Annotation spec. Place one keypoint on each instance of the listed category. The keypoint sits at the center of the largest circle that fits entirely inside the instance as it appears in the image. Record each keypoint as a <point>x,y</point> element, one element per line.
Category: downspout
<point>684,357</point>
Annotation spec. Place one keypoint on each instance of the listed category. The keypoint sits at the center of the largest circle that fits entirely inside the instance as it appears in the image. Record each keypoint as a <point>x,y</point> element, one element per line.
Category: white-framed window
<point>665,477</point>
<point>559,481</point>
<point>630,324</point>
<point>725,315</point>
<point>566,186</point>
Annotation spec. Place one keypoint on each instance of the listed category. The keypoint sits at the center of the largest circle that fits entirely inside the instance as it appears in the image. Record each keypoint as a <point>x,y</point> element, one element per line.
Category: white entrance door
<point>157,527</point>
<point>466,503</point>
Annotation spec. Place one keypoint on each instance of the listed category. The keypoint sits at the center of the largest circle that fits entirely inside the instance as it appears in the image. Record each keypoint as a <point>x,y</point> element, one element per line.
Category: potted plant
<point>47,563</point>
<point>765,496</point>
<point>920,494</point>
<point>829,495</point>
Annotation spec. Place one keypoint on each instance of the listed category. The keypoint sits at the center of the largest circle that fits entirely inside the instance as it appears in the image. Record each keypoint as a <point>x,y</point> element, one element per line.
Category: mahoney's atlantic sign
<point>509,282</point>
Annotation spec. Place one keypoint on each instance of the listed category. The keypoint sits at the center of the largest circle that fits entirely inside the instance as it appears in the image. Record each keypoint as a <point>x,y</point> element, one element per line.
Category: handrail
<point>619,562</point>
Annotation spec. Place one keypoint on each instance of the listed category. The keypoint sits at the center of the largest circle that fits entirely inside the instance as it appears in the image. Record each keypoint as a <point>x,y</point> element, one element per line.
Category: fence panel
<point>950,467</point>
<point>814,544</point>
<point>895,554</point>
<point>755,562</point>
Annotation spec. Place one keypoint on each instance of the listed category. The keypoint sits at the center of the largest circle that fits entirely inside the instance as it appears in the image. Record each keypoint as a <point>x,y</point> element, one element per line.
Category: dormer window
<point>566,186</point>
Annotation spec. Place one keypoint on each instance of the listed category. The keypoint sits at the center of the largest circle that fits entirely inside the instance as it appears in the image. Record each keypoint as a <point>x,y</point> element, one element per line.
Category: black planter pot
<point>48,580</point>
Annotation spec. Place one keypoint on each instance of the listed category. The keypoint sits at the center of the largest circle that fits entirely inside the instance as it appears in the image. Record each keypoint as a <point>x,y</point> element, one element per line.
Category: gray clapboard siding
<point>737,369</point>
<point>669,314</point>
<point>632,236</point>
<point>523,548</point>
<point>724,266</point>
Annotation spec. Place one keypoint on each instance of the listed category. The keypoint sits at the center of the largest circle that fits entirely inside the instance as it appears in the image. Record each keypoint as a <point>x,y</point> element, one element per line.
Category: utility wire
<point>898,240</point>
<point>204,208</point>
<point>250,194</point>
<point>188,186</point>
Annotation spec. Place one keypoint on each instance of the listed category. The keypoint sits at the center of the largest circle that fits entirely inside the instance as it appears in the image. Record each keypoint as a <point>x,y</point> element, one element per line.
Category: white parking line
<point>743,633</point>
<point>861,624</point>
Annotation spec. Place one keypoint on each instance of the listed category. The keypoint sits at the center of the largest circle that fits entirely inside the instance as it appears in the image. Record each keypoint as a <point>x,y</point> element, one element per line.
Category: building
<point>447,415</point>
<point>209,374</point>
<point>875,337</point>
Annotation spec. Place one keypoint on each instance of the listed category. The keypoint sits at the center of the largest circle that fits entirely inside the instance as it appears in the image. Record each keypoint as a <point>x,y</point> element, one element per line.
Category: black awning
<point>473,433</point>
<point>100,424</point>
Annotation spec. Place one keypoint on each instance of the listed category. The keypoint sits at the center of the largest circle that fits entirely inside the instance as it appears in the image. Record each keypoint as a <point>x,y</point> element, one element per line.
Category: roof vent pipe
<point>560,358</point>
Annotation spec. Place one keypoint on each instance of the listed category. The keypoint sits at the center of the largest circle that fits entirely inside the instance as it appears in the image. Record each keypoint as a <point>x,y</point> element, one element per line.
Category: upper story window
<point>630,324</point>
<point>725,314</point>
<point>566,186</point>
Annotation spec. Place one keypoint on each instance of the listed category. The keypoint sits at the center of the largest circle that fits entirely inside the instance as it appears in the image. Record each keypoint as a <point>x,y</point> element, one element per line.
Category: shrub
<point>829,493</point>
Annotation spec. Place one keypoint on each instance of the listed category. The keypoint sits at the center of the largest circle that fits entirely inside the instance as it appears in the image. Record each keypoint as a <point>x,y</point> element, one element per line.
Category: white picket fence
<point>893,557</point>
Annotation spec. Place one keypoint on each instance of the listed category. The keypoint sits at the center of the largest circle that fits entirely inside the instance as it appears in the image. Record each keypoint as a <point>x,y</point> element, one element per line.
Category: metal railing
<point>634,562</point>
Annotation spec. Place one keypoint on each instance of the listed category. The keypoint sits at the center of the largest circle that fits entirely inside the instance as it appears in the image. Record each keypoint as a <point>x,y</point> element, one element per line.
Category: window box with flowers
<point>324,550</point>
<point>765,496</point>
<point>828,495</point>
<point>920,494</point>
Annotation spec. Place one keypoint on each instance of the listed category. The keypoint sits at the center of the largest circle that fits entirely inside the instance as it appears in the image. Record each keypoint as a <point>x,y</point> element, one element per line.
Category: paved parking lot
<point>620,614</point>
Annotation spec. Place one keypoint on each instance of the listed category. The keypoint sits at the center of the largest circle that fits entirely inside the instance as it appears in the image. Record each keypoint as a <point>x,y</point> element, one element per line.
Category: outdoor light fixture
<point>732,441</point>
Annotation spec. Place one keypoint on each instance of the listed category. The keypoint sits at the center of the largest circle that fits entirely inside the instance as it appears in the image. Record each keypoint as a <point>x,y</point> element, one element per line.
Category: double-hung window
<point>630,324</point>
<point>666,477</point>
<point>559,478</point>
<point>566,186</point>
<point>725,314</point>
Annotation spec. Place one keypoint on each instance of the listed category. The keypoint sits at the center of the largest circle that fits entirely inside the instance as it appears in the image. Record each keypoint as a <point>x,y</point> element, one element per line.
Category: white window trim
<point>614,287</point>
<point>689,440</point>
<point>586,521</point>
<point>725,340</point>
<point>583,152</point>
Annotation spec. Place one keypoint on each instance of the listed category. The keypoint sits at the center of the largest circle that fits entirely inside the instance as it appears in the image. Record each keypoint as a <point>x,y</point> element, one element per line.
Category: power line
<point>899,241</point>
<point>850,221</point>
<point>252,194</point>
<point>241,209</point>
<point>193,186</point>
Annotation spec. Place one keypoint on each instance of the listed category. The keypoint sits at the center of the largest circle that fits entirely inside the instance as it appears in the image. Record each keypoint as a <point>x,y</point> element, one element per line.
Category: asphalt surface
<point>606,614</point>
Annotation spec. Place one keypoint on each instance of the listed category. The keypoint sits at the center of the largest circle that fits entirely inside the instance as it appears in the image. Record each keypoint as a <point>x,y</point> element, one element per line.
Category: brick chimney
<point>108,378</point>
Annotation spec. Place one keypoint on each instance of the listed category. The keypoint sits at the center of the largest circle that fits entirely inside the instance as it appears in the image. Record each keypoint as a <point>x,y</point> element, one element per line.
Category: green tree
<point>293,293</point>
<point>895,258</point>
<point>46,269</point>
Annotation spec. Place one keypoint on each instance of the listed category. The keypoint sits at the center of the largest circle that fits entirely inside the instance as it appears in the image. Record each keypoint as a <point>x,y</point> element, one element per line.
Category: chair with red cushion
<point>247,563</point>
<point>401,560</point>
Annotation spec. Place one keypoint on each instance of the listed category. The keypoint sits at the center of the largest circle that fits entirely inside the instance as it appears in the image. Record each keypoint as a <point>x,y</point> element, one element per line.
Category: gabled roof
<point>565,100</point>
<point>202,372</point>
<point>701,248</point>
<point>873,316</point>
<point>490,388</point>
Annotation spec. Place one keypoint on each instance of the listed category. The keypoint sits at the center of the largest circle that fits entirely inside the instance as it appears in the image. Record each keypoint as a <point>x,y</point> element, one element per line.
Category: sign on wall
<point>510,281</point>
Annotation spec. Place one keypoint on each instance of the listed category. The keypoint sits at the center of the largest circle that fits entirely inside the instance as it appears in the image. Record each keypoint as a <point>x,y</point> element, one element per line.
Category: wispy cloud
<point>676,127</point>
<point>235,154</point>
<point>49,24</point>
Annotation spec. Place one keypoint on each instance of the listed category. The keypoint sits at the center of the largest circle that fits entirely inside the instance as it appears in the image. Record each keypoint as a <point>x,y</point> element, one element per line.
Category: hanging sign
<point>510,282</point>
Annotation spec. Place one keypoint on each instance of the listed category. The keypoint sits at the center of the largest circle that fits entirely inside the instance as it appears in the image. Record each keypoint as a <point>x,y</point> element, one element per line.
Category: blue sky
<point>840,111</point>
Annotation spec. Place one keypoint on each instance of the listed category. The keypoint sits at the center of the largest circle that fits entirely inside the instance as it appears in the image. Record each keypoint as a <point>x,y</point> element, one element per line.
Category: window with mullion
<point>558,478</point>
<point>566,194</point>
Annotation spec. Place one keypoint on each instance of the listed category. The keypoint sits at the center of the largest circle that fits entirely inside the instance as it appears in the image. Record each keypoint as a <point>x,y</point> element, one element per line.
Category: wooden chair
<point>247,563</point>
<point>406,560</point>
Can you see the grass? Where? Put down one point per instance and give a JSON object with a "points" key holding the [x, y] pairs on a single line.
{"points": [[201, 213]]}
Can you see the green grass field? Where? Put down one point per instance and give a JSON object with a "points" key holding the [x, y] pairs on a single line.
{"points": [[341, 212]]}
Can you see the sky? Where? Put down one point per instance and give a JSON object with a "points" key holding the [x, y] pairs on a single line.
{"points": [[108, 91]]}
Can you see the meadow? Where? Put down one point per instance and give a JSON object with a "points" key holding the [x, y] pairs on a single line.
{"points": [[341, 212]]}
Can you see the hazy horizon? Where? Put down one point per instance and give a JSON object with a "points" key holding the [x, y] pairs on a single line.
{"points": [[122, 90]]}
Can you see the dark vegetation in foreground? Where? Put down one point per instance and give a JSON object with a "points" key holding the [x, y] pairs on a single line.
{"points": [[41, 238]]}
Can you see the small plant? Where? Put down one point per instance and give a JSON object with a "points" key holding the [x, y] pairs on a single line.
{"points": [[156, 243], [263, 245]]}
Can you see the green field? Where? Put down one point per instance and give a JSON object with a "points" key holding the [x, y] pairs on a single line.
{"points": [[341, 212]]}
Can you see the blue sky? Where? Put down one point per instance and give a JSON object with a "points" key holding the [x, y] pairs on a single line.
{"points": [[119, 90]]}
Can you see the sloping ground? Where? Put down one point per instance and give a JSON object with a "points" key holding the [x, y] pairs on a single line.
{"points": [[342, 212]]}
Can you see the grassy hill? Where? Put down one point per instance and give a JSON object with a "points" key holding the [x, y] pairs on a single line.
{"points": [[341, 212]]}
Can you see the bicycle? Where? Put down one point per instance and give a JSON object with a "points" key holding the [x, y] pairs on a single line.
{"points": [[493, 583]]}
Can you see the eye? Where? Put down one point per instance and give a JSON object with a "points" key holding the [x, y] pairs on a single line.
******
> Description of the task
Output exactly the lines from the one containing "Can you see the bicycle?" through the last line of the entries, both ends included.

> Answer to this problem
Can you see the bicycle? Where? Put down one point per instance and give a JSON object with a "points" key holding the [x, y] pairs on a single line.
{"points": [[493, 583]]}
Can you see the eye? Where? Put down one point per instance and give a JSON object with a "points" key holding the [x, y] pairs on a single line.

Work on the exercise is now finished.